Assigned task: Each line below should be set down again unchanged.

----

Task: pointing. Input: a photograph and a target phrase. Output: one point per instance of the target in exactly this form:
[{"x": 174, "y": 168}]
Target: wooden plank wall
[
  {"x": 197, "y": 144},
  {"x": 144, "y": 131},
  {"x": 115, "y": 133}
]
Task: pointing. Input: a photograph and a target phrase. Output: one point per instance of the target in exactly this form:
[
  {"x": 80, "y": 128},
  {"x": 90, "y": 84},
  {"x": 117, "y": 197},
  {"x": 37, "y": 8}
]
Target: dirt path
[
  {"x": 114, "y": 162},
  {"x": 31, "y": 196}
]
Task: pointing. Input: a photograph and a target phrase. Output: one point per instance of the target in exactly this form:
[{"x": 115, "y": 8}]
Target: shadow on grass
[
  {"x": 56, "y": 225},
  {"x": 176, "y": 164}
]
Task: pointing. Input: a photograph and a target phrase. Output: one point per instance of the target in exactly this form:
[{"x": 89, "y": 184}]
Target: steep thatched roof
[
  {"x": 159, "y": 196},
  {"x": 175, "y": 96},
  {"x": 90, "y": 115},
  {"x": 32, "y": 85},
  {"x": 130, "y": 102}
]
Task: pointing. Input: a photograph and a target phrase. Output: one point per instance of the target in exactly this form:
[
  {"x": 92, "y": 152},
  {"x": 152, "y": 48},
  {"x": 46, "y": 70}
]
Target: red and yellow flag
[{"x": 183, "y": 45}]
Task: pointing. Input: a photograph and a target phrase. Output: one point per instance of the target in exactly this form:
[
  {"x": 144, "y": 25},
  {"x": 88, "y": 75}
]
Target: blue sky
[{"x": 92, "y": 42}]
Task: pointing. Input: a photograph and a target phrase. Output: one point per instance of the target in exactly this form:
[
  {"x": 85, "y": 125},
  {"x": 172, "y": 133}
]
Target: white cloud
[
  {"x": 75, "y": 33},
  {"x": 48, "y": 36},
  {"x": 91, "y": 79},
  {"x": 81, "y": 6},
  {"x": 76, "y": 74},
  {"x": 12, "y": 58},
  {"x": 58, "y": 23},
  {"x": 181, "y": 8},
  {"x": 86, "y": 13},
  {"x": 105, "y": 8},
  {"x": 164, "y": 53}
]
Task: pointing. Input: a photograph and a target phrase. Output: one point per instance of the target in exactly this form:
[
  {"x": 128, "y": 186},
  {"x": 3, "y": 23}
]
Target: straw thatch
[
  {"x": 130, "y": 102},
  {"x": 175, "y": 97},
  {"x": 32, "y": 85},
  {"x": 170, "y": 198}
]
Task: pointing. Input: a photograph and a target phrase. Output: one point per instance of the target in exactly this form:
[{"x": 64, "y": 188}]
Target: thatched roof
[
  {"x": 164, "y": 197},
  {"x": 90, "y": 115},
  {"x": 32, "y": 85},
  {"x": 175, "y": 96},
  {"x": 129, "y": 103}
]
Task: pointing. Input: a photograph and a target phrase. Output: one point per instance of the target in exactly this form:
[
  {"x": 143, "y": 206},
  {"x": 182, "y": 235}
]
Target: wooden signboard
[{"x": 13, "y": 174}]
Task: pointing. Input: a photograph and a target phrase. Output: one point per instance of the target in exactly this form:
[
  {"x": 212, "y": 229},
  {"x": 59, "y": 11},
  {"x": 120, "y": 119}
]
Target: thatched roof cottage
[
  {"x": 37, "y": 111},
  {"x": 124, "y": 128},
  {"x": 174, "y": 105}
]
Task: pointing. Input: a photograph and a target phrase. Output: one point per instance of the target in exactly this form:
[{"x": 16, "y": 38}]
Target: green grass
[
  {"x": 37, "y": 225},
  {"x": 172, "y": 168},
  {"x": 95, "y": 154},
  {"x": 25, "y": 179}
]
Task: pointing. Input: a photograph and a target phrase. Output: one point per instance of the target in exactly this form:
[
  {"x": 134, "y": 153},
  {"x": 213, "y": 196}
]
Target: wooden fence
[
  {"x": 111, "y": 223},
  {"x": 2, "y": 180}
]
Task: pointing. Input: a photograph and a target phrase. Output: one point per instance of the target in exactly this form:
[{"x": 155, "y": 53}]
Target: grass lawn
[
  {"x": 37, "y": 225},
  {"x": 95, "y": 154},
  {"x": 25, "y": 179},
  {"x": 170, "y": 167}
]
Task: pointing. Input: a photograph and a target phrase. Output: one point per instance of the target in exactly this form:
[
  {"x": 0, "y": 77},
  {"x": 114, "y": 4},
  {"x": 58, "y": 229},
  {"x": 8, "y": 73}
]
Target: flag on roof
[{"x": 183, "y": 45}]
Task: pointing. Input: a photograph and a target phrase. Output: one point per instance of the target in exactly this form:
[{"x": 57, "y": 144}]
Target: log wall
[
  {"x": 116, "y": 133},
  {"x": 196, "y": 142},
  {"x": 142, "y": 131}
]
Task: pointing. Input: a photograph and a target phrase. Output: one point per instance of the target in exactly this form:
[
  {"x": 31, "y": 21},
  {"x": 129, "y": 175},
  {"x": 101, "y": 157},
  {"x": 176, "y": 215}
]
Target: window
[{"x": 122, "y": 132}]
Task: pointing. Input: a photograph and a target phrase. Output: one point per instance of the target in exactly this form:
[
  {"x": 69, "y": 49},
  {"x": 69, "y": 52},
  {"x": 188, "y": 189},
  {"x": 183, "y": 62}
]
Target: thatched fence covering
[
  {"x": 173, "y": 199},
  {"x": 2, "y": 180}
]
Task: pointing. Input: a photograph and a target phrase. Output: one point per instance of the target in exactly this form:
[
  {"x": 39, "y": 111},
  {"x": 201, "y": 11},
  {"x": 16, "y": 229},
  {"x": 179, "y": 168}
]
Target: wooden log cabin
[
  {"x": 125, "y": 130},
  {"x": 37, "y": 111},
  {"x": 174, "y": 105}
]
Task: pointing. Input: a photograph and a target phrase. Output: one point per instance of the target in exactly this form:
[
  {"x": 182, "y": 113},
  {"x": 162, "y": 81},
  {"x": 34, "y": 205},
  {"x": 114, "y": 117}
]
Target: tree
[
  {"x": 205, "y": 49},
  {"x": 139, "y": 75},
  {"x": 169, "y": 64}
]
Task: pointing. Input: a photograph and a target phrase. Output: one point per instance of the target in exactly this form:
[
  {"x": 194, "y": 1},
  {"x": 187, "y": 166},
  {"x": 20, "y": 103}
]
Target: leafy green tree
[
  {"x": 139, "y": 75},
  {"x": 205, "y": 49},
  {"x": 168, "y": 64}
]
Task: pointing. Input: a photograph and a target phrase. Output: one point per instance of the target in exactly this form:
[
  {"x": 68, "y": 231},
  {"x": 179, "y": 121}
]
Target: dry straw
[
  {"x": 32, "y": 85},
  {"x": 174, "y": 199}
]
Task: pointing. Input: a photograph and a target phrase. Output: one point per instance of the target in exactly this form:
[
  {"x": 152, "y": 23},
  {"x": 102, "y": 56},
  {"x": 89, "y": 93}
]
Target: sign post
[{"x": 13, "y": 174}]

----

Response for this exercise:
Task: pointing. Input: a photograph and a target phrase. Output: one point per instance of the target in exactly this form:
[{"x": 174, "y": 168}]
Target: wooden plank wall
[
  {"x": 197, "y": 144},
  {"x": 144, "y": 131},
  {"x": 115, "y": 133}
]
Task: pointing. Input: a photograph and a target phrase. Output: one point per instance of the target in exactly this form:
[
  {"x": 80, "y": 128},
  {"x": 90, "y": 84},
  {"x": 117, "y": 197},
  {"x": 37, "y": 8}
]
Target: dirt path
[
  {"x": 114, "y": 162},
  {"x": 31, "y": 196}
]
Task: pointing. Input: a photograph and a target phrase. Output: one point per instance of the target in exactly this form:
[{"x": 115, "y": 8}]
Target: shadow on grass
[
  {"x": 56, "y": 225},
  {"x": 176, "y": 164}
]
Task: pointing. Input: a photograph and a target phrase. Output: one point per instance of the target in exactly this form:
[{"x": 89, "y": 184}]
Target: steep thatched roof
[
  {"x": 159, "y": 196},
  {"x": 175, "y": 96},
  {"x": 90, "y": 115},
  {"x": 32, "y": 85},
  {"x": 130, "y": 102}
]
Task: pointing. Input: a photograph and a target phrase. Output: one point per instance of the target in exactly this form:
[
  {"x": 92, "y": 152},
  {"x": 152, "y": 48},
  {"x": 46, "y": 70}
]
Target: red and yellow flag
[{"x": 183, "y": 45}]
Task: pointing. Input: a photograph and a target phrase. Output: one point per instance of the target in exactly this form:
[
  {"x": 144, "y": 25},
  {"x": 88, "y": 75}
]
Target: blue sky
[{"x": 92, "y": 42}]
Task: pointing. Input: a photograph and a target phrase. Output: one point per instance of the target in exactly this form:
[
  {"x": 85, "y": 125},
  {"x": 172, "y": 133}
]
Target: white cloud
[
  {"x": 75, "y": 33},
  {"x": 48, "y": 36},
  {"x": 91, "y": 79},
  {"x": 81, "y": 6},
  {"x": 76, "y": 74},
  {"x": 12, "y": 58},
  {"x": 58, "y": 23},
  {"x": 181, "y": 8},
  {"x": 86, "y": 13},
  {"x": 105, "y": 8},
  {"x": 164, "y": 53}
]
Task: pointing. Input: a photograph and a target phrase. Output: one point per instance of the target in exactly this form:
[
  {"x": 128, "y": 186},
  {"x": 3, "y": 23}
]
Target: straw thatch
[
  {"x": 130, "y": 102},
  {"x": 175, "y": 97},
  {"x": 32, "y": 85},
  {"x": 170, "y": 198}
]
Task: pointing. Input: a photograph and a target phrase. Output: one point per instance of the target in exactly this form:
[{"x": 64, "y": 188}]
Target: thatched roof
[
  {"x": 164, "y": 197},
  {"x": 90, "y": 115},
  {"x": 32, "y": 85},
  {"x": 175, "y": 96},
  {"x": 129, "y": 103}
]
Task: pointing. Input: a photograph and a target phrase. Output: one point per instance of the target in exactly this form:
[
  {"x": 143, "y": 206},
  {"x": 182, "y": 235}
]
Target: wooden signboard
[{"x": 13, "y": 174}]
Task: pointing. Input: a photograph and a target phrase. Output: one point per instance of the target in exactly this form:
[
  {"x": 212, "y": 229},
  {"x": 59, "y": 11},
  {"x": 120, "y": 119}
]
Target: thatched roof cottage
[
  {"x": 37, "y": 111},
  {"x": 124, "y": 128},
  {"x": 174, "y": 105}
]
Task: pointing. Input: a photograph and a target phrase. Output: one point per instance of the target in exactly this form:
[{"x": 16, "y": 38}]
Target: green grass
[
  {"x": 37, "y": 225},
  {"x": 172, "y": 168},
  {"x": 95, "y": 154},
  {"x": 25, "y": 179}
]
Task: pointing. Input: a photograph and a target phrase. Output: one point per instance of the target in exactly this form:
[
  {"x": 134, "y": 153},
  {"x": 213, "y": 196}
]
Target: wooden fence
[
  {"x": 111, "y": 223},
  {"x": 2, "y": 180}
]
Task: pointing. Input: a photograph and a target phrase. Output: one point per instance of the target in exactly this form:
[{"x": 155, "y": 53}]
Target: grass lawn
[
  {"x": 37, "y": 225},
  {"x": 95, "y": 154},
  {"x": 25, "y": 179},
  {"x": 170, "y": 167}
]
Task: pointing. Input: a photograph and a target phrase. Output: one point per instance of the target in exactly this form:
[
  {"x": 0, "y": 77},
  {"x": 114, "y": 4},
  {"x": 58, "y": 229},
  {"x": 8, "y": 73}
]
Target: flag on roof
[{"x": 183, "y": 45}]
Task: pointing. Input: a photograph and a target phrase. Output: one point per instance of the target in exactly this form:
[{"x": 57, "y": 144}]
Target: log wall
[
  {"x": 116, "y": 133},
  {"x": 196, "y": 142},
  {"x": 142, "y": 131}
]
Task: pointing. Input: a photograph and a target phrase. Output: one point per instance of the target in exactly this form:
[
  {"x": 31, "y": 21},
  {"x": 129, "y": 175},
  {"x": 101, "y": 157},
  {"x": 176, "y": 215}
]
Target: window
[{"x": 122, "y": 132}]
Task: pointing. Input: a photograph and a target phrase. Output: one point per instance of the target in exactly this form:
[
  {"x": 69, "y": 49},
  {"x": 69, "y": 52},
  {"x": 188, "y": 189},
  {"x": 183, "y": 62}
]
Target: thatched fence covering
[
  {"x": 173, "y": 199},
  {"x": 2, "y": 180}
]
Task: pointing. Input: a photograph and a target phrase. Output: one point per instance of the target in exactly this form:
[
  {"x": 39, "y": 111},
  {"x": 201, "y": 11},
  {"x": 16, "y": 229},
  {"x": 179, "y": 168}
]
Target: wooden log cabin
[
  {"x": 125, "y": 130},
  {"x": 37, "y": 111},
  {"x": 174, "y": 105}
]
Task: pointing. Input: a photograph and a target phrase. Output: one point per instance of the target in exactly this form:
[
  {"x": 182, "y": 113},
  {"x": 162, "y": 81},
  {"x": 34, "y": 205},
  {"x": 114, "y": 117}
]
Target: tree
[
  {"x": 205, "y": 49},
  {"x": 139, "y": 75},
  {"x": 169, "y": 64}
]
Task: pointing. Input: a photograph and a target phrase. Output: one point per instance of the target in exactly this form:
[
  {"x": 194, "y": 1},
  {"x": 187, "y": 166},
  {"x": 20, "y": 103}
]
Target: leafy green tree
[
  {"x": 139, "y": 75},
  {"x": 205, "y": 49},
  {"x": 168, "y": 64}
]
Task: pointing. Input: a photograph and a target phrase. Output: one point per instance of the target in exactly this form:
[
  {"x": 68, "y": 231},
  {"x": 179, "y": 121}
]
Target: dry straw
[
  {"x": 32, "y": 85},
  {"x": 174, "y": 199}
]
Task: pointing. Input: a photograph and a target phrase. Output: one point per instance of the target in exactly this form:
[
  {"x": 152, "y": 23},
  {"x": 102, "y": 56},
  {"x": 89, "y": 93}
]
Target: sign post
[{"x": 13, "y": 174}]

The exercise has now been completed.